O campo brasileiro está se configurando num espaço privilegiado para o avanço dos grandes projetos de produção de energia

Edtorial ed. 479 - Brasil de Fato


Criada em 1922, enquanto estatal argentina com vocação para contribuir decisivamente com o desenvolvimento nacional, a YPF foi privatizada em 1992 durante a ofensiva neoliberal que tomou conta da América Latina. A recente iniciativa do governo argentino, comandado pela presidenta Cristina Kirchner, encaminhando a expropriação de 51% das ações da petroleira YPF representa mais uma derrota do neoliberalismo. Aliás, essa importante medida é amplamente apoiada pela sociedade argentina e busca garantir a soberania nacional.

As privatizações provocaram o efeito perverso de desnacionalizar as economias latino-americanas. No caso argentino, durante o ano de 2011, foi a primeira vez, nos últimos dezessete anos, que nossos vizinhos tiveram que importar petróleo e gás. Isso ocorreu porque a exploração desses recursos naturais estratégicos estava sob o controle do capital privado, a transnacional Repsol que transferia grande parte de seus lucros astronômicos para a matriz espanhola e não fazia investimentos sufi cientes no setor de petróleo e gás. É sabido por todos que o controle dos recursos naturais estratégicos pela sociedade e pelo Estado é fundamental para a soberania política e econômica de qualquer país. Um bom exemplo é o desafio da industrialização, pois os recursos naturais influenciam diretamente nos custos de produção. Não é por acaso que diante da atual crise econômica mundial, as transnacionais buscam a todo custo obter o controle dos recursos naturais. Diante das incertezas da crise econômica, comprar terras, reservatórios aquíferos, florestas e recursos minerais significa se apropriar de reservas de valores que dão maior estabilidade para os capitalistas.

[ENTRADAS EXTRAÍDAS]
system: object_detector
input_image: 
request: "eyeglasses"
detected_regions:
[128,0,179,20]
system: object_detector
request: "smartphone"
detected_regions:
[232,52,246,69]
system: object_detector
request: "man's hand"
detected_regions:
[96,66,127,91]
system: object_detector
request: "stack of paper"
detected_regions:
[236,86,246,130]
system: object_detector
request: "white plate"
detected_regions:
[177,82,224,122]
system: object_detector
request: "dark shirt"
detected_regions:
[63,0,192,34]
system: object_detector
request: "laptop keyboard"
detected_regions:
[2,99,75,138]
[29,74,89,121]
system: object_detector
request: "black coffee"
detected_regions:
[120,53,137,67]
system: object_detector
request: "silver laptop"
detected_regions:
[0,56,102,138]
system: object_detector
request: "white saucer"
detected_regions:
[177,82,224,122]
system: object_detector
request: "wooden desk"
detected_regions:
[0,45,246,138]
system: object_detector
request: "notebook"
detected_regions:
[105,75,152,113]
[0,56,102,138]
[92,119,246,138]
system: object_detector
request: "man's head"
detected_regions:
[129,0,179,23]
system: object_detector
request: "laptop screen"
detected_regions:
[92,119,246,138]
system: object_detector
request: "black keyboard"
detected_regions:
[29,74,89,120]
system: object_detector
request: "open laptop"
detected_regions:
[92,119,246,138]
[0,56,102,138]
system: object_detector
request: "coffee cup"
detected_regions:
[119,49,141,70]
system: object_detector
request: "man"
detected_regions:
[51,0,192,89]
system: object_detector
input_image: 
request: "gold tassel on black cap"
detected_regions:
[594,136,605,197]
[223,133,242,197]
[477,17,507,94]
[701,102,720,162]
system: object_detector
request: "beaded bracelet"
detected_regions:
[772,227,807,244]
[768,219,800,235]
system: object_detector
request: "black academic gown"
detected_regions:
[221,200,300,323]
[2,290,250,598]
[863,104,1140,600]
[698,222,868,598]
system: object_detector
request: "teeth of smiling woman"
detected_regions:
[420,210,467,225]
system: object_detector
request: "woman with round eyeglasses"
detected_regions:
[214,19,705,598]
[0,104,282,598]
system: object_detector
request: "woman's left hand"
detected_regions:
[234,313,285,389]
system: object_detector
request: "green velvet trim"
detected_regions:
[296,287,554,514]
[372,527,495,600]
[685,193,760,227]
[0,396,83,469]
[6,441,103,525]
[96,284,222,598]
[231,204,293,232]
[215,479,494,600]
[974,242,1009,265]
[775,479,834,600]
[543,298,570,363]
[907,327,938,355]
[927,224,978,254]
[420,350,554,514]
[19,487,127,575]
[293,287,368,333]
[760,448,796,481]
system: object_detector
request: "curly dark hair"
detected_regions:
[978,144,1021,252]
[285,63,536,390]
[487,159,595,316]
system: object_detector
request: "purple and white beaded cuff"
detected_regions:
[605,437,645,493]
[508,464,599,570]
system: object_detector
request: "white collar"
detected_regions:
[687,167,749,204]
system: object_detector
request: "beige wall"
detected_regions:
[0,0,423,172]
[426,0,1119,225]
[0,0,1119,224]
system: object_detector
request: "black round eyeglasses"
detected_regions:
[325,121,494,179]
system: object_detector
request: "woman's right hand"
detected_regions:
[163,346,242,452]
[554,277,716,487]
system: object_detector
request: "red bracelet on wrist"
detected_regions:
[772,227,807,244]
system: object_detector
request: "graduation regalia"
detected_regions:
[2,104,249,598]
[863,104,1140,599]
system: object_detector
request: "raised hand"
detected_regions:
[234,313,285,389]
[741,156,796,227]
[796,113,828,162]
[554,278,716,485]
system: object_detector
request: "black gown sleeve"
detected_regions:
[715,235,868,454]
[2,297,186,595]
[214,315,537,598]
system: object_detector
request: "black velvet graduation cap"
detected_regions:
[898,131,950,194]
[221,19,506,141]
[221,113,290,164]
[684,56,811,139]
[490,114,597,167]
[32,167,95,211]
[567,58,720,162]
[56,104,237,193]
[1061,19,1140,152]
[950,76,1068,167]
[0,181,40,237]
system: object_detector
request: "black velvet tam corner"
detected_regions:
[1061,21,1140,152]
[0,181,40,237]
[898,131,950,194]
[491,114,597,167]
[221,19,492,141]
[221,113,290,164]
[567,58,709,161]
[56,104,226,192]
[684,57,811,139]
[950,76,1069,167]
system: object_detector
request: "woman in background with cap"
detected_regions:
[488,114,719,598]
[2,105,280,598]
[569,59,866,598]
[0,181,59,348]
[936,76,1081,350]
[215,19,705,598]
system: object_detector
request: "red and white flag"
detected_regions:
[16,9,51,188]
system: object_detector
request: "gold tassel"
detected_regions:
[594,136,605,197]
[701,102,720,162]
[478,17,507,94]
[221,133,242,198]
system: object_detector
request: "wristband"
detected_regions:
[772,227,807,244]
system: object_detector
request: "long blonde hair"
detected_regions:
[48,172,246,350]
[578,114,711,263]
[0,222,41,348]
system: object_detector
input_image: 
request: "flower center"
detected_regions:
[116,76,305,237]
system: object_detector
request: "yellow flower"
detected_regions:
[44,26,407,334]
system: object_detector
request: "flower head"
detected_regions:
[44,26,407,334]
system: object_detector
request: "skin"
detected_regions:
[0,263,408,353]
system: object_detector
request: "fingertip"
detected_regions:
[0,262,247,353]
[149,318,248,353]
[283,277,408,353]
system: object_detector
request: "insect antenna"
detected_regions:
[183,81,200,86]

[TAREFAS A CUMPRIR]
1. Reproduza fielmente o trecho do editorial que começa em "Criada em 1922, enquanto" e segue até "a soberania nacional.".
2. Verta para o inglês esta frase do editorial: "As privatizações provocaram o efeito perverso de desnacionalizar as economias latino-americanas."
3. Responda, com base no editorial:
(a) Em que ano a YPF foi criada?
(b) Qual porcentagem das ações da YPF o governo argentino encaminhou para expropriação?
(c) Para onde a Repsol transferia grande parte de seus lucros?
A listagem vem de uma fonte diferente da do editorial.

[RESPOSTAS POR TAREFA]
1.
Criada em 1922, enquanto estatal argentina com vocação para contribuir decisivamente com o desenvolvimento nacional, a YPF foi privatizada em 1992 durante a ofensiva neoliberal que tomou conta da América Latina. A recente iniciativa do governo argentino, comandado pela presidenta Cristina Kirchner, encaminhando a expropriação de 51% das ações da petroleira YPF representa mais uma derrota do neoliberalismo. Aliás, essa importante medida é amplamente apoiada pela sociedade argentina e busca garantir a soberania nacional.

2. The privatizations had the perverse effect of denationalizing Latin American economies.

3.
(a) Em 1922.
(b) 51% das ações.
(c) Para a matriz espanhola.